---- Data supplied

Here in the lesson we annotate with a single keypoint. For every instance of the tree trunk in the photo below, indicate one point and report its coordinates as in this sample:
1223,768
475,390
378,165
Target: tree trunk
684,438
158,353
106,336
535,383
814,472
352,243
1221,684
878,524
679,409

--------

Exercise directions: Copy the entries above word for word, without any changes.

Answer below:
Here in the lesson we annotate with a single keypoint. For every instance of the tree trunk in the photo below, indicate one point and report its coordinates as in this sample:
1223,768
475,390
378,165
Target: tree trunk
684,438
158,353
106,336
535,383
814,472
352,243
1221,684
878,524
679,409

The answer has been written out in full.